Recently I was told that it's in fact UB, so I want to figure it out once and for all.
Does the example above cause UB or not? If you modify the class to not be standard-layout, does it affect the result?
And if it's UB, are there any workarounds for it (e.g. applying std::launder)?
This entire topic seems to be moot and underspecified.
Here's some information I was able to find:
Is adding to a “char *” pointer UB, when it doesn't actually point to a char array? - In 2011, CWG confirmed that we're allowed to examine the representation of a standard-layout object through an unsigned char pointer.
Unclear if a char pointer can be used insteaed, common sense says it can.
Unclear if staring from C++17 std::launder needs to be applied to the result of the (unsigned char *) cast. Given that it would be a breaking change, it's probably unnecessarly, at least in practice.
Unclear why C++17 changed offsetof to conditionally-support non-standard-layout types (used to be UB). It seems to imply that if an implementation supports that, then it also lets you examine the representation of non-standard-layout objects through unsigned char *.
Do we need to use std::launder when doing pointer arithmetic within a standard-layout object (e.g., with offsetof)? - A question similar to this one. No definitive answer was given.

Here I will refer to C++20 (draft) wording, because one relevant editorial issue was fixed between C++17 and C++20 and also it is possible to refer to specific sentences in HTML version of the C++20 draft, but otherwise there is nothing new in comparison to C++17.
At first, definitions of pointer values [basic.compound]/3:
Every value of pointer type is one of the following:
— a pointer to an object or function (the pointer is said to point to the object or function), or
— a pointer past the end of an object ([expr.add]), or
— the null pointer value for that type, or
— an invalid pointer value.
Now, lets see what happens in the (char *)&a expression.
Let me not prove that a is an lvalue denoting the object of type A, and I will say «the object a» to refer to this object.

##############################

[AIM 1] Rewrite the records from the line containing "Target: chair headrest" through the end of the records, both ends included, with every coordinate in the answers multiplied by 0.6 and rounded to a whole number, halves rounded up. Keep all other lines unchanged.

[Dataset excerpts on pointing to objects]
##############################

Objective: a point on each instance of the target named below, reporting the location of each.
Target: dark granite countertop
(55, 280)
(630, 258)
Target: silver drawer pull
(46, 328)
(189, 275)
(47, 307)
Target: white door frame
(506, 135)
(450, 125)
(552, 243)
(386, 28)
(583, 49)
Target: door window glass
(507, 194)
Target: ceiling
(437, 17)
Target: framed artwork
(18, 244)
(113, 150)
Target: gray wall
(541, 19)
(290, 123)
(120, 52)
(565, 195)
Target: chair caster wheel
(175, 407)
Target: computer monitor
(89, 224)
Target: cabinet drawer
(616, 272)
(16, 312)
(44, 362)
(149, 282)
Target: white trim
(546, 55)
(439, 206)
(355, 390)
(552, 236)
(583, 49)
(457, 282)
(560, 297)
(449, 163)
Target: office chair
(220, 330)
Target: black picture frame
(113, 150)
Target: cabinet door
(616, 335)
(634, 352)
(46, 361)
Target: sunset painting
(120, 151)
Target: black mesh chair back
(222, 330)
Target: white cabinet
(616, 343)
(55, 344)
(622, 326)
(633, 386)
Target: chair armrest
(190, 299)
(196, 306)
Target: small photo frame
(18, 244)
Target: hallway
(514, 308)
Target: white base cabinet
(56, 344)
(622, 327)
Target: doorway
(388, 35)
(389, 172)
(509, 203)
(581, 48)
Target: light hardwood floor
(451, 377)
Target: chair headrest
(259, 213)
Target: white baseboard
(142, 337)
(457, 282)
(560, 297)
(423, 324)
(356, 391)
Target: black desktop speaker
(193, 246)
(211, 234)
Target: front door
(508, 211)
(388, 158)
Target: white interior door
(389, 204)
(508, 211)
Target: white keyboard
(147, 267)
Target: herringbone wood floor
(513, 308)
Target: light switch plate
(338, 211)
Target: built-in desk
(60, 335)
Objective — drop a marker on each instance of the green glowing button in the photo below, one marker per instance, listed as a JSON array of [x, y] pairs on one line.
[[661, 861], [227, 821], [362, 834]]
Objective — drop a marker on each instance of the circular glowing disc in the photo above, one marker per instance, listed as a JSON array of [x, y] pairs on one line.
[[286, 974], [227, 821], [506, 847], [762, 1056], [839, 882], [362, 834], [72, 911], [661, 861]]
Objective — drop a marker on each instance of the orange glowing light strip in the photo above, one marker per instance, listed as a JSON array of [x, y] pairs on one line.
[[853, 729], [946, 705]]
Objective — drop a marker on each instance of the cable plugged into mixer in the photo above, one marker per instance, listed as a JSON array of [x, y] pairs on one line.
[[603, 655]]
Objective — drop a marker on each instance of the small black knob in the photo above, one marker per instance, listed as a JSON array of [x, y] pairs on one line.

##############################

[AIM 2] List every kind of pointer value named in the thread.

[WORKED SOLUTION 1]
Target: chair headrest
(155, 128)
Target: white baseboard
(85, 202)
(274, 169)
(336, 178)
(254, 194)
(214, 235)
Target: black desktop speaker
(116, 148)
(127, 140)
Target: front door
(305, 127)
(233, 95)
Target: white interior door
(233, 122)
(305, 127)
Target: white keyboard
(88, 160)
Target: herringbone wood floor
(308, 185)
Target: light switch plate
(203, 127)
Target: built-in desk
(36, 201)
Objective — drop a marker on each instance of the green glowing button in the photo below, one marker per instance, listed as a JSON array of [x, y] pairs on one line.
[[397, 517], [136, 493], [217, 500]]
Objective — drop a marker on each instance of the circular glowing disc in the photo above, one marker per instance, listed as a JSON array of [x, y] pairs on one line.
[[172, 584], [136, 493], [304, 508], [457, 634], [503, 529], [217, 500], [43, 547], [397, 517]]
Objective — drop a marker on each instance of the orange glowing light strip in the photo above, one marker per instance, listed as a JSON array of [x, y] pairs on one line.
[[512, 437], [568, 423]]
Objective — drop a marker on each instance of the cable plugged into mixer in the photo above, one marker per instance, listed as a JSON array of [x, y] pairs on one line.
[[362, 393]]
Objective — drop a marker on each instance of the small black knob in the photo above, one marker per instance, listed as a JSON array of [x, y] pairs on one line.

[WORKED SOLUTION 2]
- a pointer to an object or function
- a pointer past the end of an object
- the null pointer value for that type
- an invalid pointer value